* Begin *
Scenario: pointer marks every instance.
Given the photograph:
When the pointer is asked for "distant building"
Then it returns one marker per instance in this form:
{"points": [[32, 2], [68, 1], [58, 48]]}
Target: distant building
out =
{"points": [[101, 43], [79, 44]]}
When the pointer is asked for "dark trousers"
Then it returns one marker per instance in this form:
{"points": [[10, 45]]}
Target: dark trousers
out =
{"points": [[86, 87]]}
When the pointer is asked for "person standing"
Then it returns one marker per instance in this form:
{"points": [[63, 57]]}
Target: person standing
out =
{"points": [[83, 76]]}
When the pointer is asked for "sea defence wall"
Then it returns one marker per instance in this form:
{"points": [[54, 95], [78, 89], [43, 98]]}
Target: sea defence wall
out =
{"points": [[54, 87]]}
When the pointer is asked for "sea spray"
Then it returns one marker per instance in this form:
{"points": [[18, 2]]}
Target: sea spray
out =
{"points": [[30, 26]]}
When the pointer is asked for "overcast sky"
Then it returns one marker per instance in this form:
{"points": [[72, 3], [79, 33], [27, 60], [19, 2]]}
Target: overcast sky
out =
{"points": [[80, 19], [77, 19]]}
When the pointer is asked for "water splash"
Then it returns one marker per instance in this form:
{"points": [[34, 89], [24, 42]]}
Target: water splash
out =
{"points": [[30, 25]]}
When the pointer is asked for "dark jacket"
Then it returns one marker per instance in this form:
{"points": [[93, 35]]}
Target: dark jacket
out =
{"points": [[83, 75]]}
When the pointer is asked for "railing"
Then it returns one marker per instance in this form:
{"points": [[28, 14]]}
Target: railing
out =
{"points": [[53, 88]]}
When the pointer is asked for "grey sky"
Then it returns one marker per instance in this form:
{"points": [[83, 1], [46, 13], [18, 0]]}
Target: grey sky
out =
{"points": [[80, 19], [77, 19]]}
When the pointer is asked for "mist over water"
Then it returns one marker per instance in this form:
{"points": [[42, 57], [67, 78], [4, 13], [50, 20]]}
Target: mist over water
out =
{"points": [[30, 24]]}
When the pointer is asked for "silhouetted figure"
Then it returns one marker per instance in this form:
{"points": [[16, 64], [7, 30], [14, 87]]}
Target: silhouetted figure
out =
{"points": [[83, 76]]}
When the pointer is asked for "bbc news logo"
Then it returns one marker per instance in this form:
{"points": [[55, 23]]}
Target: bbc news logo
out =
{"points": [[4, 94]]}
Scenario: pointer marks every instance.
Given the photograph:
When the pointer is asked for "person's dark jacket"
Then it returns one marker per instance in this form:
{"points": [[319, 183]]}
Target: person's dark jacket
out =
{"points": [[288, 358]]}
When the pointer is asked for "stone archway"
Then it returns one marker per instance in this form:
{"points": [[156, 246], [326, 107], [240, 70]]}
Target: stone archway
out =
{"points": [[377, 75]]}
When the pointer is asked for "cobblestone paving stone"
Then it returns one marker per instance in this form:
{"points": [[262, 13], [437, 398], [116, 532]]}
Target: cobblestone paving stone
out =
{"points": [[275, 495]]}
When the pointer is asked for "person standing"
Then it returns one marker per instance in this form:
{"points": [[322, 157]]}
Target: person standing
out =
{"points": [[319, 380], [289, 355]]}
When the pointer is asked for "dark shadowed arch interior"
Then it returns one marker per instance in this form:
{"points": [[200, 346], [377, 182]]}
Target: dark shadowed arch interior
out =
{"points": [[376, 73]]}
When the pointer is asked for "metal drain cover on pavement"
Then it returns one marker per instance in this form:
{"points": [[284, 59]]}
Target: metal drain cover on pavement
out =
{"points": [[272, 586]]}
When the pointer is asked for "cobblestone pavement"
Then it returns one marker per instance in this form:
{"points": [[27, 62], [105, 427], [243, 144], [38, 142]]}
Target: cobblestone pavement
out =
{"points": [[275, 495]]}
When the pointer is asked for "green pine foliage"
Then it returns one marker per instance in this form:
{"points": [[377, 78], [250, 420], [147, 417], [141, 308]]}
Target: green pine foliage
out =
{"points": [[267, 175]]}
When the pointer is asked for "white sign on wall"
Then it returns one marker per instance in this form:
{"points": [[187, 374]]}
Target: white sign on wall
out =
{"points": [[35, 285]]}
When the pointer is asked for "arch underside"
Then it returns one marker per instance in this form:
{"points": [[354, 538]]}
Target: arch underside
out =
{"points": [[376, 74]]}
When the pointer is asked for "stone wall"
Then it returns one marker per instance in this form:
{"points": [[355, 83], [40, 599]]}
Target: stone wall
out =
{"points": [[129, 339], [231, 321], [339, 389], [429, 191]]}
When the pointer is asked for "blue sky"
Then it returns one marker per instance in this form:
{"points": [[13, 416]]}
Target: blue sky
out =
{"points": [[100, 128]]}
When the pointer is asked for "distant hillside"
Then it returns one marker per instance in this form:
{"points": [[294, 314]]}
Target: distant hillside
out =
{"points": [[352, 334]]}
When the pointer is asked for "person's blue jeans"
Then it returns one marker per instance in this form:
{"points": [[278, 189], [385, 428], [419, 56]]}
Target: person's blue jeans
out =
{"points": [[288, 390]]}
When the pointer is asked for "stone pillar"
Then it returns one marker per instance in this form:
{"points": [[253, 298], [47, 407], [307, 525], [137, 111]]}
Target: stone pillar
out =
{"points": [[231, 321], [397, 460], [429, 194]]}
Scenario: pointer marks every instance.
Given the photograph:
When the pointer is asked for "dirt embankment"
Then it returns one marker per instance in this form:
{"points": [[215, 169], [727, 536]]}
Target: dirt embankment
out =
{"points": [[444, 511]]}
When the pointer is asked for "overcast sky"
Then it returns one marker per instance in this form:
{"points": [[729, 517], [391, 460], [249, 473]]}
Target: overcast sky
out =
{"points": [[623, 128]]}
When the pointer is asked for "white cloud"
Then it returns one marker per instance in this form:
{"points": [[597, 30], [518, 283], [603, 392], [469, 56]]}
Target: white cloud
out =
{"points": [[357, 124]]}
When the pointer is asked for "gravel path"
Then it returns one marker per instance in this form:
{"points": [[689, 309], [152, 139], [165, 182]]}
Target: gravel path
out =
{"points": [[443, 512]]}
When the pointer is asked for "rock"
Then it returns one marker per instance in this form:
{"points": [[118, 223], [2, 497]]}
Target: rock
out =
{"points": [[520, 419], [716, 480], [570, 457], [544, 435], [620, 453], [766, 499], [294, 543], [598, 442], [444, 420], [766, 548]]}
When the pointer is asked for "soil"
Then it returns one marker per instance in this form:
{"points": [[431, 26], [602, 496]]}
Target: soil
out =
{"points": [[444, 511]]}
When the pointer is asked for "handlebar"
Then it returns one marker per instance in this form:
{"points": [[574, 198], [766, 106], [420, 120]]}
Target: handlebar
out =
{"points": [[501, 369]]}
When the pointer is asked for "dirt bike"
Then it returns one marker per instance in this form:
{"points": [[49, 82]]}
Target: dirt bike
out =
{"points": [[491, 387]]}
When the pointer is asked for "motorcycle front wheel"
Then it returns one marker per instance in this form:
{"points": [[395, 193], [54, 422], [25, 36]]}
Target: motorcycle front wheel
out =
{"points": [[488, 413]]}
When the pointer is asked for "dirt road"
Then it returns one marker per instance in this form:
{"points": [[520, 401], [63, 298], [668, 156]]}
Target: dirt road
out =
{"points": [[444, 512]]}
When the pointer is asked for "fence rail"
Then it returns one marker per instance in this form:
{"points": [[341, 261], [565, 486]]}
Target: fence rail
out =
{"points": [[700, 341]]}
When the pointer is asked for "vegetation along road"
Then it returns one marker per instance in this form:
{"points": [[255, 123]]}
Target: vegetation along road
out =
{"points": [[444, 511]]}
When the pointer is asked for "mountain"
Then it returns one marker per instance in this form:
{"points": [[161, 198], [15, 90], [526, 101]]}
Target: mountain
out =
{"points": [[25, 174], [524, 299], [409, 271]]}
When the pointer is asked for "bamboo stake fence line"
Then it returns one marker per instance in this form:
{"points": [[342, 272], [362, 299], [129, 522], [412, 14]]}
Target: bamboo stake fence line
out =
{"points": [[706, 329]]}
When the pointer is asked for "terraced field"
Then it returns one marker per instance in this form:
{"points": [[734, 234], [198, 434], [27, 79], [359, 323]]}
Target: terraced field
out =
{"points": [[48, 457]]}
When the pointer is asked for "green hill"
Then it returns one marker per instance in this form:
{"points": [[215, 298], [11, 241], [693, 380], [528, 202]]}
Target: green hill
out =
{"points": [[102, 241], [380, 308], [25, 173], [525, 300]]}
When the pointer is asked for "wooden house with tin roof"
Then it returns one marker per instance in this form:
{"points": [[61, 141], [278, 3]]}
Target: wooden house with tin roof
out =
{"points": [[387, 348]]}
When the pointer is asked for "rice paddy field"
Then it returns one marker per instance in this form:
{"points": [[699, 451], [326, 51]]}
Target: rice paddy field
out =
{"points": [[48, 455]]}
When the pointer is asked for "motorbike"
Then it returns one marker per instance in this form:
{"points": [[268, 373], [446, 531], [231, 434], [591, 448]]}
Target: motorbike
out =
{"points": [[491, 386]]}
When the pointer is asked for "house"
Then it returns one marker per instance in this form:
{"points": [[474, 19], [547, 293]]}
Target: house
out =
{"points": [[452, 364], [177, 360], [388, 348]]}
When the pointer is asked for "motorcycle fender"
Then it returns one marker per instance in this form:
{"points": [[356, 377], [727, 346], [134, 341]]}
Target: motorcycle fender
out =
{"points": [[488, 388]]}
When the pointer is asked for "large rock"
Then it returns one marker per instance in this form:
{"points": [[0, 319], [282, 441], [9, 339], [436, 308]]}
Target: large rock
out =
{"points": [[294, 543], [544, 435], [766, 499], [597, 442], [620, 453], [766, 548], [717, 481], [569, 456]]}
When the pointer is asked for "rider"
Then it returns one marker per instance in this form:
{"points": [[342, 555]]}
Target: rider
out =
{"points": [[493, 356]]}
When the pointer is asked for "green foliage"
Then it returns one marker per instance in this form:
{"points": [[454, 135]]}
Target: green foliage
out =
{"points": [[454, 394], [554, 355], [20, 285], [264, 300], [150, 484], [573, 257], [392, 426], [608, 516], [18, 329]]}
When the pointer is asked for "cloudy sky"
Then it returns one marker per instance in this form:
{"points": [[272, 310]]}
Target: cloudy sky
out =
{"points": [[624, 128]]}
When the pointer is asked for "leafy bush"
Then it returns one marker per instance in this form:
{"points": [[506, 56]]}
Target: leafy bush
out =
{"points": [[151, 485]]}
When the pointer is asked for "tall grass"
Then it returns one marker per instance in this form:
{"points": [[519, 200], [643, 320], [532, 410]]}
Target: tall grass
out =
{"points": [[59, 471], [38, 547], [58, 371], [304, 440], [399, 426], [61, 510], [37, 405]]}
* End *
List every line of the records that contains the string "embankment", treating uppercase and lowercase letters as distinct.

When the pointer is asked for "dirt embankment"
Target: dirt embankment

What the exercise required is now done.